-- START OF RECORDED INFORMATION --
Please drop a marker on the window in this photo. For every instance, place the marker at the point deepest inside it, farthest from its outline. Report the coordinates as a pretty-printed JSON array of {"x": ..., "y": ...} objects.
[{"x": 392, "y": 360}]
-- END OF RECORDED INFORMATION --
-- START OF RECORDED INFORMATION --
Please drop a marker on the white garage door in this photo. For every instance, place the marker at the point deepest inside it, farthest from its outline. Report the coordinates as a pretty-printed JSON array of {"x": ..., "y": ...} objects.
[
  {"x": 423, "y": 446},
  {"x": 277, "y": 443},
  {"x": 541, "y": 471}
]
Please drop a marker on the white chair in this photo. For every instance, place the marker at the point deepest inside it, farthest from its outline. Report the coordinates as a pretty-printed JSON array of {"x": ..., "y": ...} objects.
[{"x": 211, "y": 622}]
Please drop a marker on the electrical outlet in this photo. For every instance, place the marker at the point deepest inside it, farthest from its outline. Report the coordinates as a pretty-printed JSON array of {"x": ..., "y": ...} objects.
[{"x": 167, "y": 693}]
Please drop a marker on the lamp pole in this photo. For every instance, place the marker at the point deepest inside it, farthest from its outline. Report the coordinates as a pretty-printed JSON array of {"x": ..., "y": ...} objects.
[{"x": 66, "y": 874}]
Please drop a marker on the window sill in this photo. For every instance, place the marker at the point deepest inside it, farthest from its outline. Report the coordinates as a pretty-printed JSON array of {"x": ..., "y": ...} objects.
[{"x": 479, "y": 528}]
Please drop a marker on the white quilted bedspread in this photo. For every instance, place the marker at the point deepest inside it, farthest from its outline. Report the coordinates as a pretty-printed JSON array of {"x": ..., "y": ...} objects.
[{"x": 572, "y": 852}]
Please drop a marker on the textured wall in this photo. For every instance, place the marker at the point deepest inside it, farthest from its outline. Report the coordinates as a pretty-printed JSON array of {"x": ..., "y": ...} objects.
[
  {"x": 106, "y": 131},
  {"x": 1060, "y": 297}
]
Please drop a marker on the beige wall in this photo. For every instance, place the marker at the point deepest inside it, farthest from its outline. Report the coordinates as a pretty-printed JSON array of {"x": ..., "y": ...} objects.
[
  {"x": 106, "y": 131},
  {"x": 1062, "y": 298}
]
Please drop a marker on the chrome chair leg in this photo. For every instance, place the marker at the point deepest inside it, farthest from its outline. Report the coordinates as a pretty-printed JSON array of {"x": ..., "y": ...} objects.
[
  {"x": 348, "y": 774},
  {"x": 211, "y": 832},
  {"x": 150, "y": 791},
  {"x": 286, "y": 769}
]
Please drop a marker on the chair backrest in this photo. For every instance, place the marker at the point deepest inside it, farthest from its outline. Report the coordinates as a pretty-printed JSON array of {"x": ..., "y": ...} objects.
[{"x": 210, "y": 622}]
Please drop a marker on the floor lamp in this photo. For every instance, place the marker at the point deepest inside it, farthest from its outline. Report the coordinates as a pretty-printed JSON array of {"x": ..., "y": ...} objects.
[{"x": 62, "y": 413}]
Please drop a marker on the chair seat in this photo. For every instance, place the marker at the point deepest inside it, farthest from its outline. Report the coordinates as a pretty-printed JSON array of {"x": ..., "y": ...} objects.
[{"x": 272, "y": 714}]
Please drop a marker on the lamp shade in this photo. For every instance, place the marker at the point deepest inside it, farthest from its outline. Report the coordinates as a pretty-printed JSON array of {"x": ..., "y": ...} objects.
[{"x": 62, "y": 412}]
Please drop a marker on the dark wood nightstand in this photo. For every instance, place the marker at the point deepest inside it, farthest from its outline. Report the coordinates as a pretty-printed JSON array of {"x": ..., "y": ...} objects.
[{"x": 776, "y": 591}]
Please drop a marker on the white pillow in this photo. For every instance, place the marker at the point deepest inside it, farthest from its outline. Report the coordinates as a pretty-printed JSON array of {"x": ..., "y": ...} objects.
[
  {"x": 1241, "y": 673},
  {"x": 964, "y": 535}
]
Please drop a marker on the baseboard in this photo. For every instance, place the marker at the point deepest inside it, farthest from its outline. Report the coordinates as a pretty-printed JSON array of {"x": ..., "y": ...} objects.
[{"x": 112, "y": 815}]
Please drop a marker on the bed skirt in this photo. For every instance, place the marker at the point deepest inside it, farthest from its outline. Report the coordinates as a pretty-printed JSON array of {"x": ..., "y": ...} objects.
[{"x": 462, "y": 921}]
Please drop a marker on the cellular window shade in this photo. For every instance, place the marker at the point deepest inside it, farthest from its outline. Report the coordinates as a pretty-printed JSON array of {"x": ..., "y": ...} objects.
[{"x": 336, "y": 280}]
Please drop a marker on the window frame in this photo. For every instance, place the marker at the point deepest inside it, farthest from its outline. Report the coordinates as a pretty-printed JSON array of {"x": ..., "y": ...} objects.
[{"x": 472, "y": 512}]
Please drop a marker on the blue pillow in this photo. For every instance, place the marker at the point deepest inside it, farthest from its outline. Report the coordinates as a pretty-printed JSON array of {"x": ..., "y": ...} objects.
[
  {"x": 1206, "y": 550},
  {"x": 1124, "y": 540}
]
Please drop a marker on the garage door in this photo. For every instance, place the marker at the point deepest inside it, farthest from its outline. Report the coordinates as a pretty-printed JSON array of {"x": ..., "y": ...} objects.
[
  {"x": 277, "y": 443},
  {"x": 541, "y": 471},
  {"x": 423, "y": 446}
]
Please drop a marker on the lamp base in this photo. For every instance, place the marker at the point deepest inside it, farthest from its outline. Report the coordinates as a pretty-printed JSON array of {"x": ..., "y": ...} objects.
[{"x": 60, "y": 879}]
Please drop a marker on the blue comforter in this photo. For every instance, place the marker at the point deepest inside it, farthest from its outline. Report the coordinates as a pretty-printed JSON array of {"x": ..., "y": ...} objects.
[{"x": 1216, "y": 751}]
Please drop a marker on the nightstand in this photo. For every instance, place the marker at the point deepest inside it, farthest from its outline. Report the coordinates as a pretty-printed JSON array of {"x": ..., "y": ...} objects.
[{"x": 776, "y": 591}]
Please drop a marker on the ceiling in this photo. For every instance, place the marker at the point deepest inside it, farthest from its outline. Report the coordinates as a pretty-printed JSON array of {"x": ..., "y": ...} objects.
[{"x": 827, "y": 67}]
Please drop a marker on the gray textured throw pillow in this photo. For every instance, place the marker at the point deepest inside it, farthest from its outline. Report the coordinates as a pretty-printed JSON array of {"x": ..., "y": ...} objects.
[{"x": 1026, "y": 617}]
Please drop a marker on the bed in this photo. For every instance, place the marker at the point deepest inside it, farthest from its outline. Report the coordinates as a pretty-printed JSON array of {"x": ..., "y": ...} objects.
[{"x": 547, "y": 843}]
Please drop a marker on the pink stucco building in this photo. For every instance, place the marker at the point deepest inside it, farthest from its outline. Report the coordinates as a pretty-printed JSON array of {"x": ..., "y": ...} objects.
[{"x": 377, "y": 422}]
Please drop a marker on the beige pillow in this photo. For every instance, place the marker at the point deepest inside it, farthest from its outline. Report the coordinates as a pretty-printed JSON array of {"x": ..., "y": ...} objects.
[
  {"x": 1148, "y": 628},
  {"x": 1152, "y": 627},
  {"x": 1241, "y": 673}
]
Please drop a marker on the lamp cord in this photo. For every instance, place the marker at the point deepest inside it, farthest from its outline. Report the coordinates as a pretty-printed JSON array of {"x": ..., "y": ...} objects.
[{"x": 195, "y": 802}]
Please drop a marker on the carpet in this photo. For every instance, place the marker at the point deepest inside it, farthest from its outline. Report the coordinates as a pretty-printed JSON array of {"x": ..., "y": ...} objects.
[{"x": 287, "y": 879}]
-- END OF RECORDED INFORMATION --
-- START OF RECORDED INFORMATION --
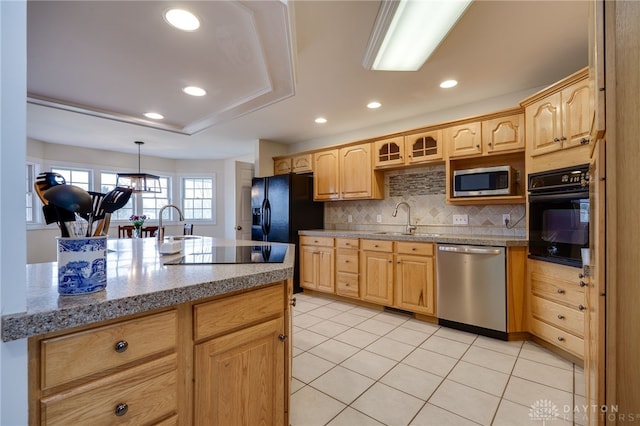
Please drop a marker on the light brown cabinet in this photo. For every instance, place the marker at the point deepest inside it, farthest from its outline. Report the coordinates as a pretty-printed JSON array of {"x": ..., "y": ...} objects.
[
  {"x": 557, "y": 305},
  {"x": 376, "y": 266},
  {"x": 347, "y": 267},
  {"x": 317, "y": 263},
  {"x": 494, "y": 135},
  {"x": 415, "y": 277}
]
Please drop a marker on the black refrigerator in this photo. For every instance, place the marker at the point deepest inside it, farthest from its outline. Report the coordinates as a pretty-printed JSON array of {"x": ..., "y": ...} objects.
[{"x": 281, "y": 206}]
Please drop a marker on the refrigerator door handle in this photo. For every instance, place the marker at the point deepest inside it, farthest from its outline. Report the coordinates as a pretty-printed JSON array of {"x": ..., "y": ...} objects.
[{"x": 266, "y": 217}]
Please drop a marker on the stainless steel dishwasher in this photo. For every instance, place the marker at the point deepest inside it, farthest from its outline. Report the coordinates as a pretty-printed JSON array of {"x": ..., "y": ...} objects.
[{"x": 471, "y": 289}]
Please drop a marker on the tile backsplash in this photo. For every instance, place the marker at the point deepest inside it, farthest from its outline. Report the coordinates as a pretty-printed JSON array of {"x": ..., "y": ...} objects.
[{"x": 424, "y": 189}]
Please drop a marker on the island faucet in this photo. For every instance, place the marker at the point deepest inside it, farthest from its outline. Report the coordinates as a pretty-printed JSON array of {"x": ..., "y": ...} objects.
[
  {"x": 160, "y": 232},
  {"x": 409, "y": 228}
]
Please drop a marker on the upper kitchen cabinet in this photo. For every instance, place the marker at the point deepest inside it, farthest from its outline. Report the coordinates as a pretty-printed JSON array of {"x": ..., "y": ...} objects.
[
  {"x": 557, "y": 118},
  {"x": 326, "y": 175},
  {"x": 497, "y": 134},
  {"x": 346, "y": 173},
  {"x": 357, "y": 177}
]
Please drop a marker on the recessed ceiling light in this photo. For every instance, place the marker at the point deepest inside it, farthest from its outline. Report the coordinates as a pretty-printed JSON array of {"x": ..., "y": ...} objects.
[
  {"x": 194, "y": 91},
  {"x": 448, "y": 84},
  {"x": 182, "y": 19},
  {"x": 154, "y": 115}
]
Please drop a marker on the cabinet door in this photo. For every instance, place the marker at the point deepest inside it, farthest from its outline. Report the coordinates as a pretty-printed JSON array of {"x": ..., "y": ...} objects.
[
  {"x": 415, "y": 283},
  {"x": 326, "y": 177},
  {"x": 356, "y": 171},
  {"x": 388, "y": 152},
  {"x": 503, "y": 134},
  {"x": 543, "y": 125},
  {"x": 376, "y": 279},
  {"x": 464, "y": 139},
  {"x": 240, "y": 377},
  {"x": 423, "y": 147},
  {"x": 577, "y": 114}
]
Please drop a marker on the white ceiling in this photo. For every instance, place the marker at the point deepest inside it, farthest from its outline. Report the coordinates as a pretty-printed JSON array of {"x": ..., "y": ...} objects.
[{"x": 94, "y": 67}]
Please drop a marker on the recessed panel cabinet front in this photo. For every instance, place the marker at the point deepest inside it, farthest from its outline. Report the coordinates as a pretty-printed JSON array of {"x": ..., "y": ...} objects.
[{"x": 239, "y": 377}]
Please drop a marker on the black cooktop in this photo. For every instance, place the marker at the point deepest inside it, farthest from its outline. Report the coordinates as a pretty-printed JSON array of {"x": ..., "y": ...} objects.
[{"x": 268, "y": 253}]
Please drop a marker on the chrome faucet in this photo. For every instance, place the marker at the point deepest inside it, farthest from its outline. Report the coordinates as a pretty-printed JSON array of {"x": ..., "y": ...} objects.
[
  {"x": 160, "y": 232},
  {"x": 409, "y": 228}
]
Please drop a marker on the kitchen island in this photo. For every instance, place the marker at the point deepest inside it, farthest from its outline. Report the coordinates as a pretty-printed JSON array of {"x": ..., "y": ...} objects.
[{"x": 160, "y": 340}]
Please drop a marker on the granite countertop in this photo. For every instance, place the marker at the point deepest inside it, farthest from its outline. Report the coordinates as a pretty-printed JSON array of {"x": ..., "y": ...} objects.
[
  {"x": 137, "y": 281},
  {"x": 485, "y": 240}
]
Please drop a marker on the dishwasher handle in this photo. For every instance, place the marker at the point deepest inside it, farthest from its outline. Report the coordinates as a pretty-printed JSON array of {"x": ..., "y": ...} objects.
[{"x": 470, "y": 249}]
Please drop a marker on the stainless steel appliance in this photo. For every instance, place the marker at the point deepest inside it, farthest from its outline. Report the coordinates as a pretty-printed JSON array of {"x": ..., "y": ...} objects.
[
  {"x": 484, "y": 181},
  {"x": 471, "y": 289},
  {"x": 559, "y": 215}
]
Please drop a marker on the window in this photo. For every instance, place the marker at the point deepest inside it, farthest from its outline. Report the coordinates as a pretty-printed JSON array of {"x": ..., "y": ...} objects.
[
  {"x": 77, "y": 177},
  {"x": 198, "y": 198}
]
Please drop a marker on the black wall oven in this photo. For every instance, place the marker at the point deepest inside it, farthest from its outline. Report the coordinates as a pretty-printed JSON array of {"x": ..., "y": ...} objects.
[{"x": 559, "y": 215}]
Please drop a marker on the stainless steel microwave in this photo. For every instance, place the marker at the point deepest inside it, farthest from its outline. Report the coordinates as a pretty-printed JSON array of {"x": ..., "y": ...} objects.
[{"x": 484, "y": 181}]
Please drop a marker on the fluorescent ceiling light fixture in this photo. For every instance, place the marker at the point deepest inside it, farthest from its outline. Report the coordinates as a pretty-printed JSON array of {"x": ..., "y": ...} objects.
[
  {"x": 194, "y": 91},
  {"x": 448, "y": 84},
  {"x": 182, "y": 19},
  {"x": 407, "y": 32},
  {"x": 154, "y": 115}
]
-- END OF RECORDED INFORMATION --
**AIM OF THE EXERCISE**
Show every line of the records above that contains the string "tile", treating uppercase and lowercase as distinct.

**PROBLEM SOLUTION**
Please drop a marker on the tile backsplash in this photo. For every instance, place the marker at the point deepest inside it, farthest from its outline. Report the coordinates as a pretty-printed JSON array of {"x": ..., "y": ...} objects.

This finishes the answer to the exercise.